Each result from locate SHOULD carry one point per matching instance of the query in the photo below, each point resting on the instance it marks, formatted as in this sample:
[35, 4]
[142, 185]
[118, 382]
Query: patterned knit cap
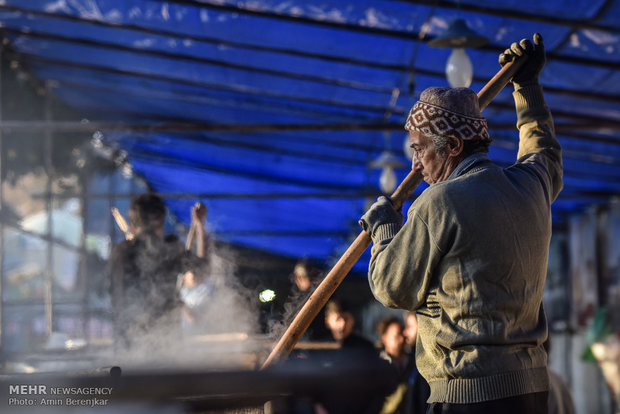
[452, 112]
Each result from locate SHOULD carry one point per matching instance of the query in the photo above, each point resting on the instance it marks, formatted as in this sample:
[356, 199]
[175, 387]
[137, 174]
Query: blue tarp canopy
[271, 111]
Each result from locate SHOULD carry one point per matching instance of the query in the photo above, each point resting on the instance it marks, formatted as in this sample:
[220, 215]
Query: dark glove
[381, 212]
[528, 73]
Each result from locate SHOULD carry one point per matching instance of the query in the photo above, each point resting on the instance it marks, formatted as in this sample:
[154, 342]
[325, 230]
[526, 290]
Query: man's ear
[455, 146]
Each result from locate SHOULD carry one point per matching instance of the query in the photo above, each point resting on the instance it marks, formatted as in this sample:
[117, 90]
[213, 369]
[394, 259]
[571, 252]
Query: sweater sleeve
[401, 265]
[538, 145]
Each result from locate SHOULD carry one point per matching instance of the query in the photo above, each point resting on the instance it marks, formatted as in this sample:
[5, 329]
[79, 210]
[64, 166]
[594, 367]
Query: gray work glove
[528, 73]
[380, 213]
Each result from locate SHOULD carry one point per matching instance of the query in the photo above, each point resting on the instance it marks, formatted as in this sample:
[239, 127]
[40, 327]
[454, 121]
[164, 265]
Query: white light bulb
[459, 70]
[407, 147]
[387, 181]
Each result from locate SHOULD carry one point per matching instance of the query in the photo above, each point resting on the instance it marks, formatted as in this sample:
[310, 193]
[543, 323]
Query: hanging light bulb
[387, 180]
[459, 70]
[459, 36]
[407, 148]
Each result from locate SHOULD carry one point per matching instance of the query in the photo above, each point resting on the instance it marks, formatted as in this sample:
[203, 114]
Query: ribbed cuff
[474, 390]
[385, 231]
[529, 103]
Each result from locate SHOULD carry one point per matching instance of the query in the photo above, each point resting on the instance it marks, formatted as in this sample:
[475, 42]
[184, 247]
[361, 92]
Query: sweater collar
[469, 163]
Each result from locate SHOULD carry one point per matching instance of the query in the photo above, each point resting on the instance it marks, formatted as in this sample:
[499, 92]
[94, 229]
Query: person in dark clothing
[363, 379]
[402, 362]
[143, 273]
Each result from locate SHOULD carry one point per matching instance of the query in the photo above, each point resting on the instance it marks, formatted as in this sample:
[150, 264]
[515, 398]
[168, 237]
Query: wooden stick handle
[121, 223]
[336, 275]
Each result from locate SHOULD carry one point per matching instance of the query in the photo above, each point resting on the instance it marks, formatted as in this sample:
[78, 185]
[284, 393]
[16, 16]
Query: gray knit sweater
[471, 260]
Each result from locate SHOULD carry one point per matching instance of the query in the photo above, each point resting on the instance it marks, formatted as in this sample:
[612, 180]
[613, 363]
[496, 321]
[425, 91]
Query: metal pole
[49, 170]
[1, 221]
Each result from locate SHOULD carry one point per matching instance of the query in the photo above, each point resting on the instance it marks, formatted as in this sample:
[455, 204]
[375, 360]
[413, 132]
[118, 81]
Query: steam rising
[218, 335]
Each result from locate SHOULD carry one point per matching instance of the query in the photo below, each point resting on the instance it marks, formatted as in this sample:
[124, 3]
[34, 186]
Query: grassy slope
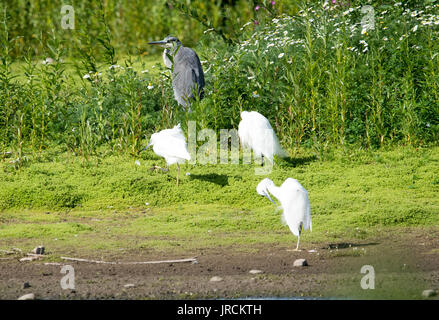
[102, 207]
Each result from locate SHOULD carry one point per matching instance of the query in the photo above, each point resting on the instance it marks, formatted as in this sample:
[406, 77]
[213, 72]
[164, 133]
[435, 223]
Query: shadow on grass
[219, 179]
[344, 245]
[294, 162]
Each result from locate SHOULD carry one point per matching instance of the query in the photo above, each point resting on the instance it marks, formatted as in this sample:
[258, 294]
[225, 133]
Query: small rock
[429, 293]
[29, 296]
[216, 279]
[32, 258]
[254, 271]
[38, 250]
[300, 263]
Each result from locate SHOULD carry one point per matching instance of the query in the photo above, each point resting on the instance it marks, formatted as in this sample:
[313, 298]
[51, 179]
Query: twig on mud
[142, 262]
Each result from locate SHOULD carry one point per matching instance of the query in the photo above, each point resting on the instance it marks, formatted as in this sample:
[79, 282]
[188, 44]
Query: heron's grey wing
[187, 72]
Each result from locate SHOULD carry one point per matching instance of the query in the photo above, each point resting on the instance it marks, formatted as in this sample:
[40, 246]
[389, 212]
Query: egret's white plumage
[171, 145]
[293, 198]
[256, 133]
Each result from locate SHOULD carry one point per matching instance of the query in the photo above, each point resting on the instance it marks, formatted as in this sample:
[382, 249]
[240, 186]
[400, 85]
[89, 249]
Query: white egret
[256, 133]
[171, 145]
[294, 200]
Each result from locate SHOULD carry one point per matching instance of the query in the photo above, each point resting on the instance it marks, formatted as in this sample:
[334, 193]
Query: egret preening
[187, 75]
[171, 145]
[294, 200]
[256, 133]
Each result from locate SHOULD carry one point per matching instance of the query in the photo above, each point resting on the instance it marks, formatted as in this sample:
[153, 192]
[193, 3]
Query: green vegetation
[356, 108]
[119, 204]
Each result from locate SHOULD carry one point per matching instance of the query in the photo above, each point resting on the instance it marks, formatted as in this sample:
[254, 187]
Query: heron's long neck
[166, 60]
[275, 191]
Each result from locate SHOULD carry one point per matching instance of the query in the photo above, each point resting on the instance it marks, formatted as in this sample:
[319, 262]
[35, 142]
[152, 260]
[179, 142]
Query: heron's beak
[161, 42]
[149, 144]
[269, 198]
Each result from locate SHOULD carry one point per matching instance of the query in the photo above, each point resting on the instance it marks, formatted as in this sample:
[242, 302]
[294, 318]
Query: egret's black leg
[178, 172]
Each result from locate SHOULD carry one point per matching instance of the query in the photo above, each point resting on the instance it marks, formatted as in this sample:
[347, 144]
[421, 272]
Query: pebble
[29, 296]
[429, 293]
[300, 263]
[216, 279]
[254, 271]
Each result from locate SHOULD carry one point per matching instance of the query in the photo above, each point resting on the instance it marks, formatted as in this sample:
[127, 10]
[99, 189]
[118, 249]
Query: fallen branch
[193, 260]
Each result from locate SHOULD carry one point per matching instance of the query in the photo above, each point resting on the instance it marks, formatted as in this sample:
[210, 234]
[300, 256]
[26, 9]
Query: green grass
[103, 207]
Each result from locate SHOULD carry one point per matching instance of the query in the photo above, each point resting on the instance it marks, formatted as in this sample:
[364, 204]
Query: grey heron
[187, 73]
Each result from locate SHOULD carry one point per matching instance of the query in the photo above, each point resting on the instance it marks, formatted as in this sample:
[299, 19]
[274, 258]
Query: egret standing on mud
[294, 201]
[171, 145]
[256, 133]
[187, 73]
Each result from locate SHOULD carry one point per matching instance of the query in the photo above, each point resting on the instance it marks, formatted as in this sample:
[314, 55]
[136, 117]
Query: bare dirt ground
[405, 264]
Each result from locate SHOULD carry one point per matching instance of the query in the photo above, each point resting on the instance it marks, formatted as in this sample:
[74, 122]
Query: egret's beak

◆ **What you need to do**: Which lines of the items contain the word "grey"? Select and copy each one, treating case as significant.

◆ **Exercise result**:
Query: heron's grey wing
Query: grey heron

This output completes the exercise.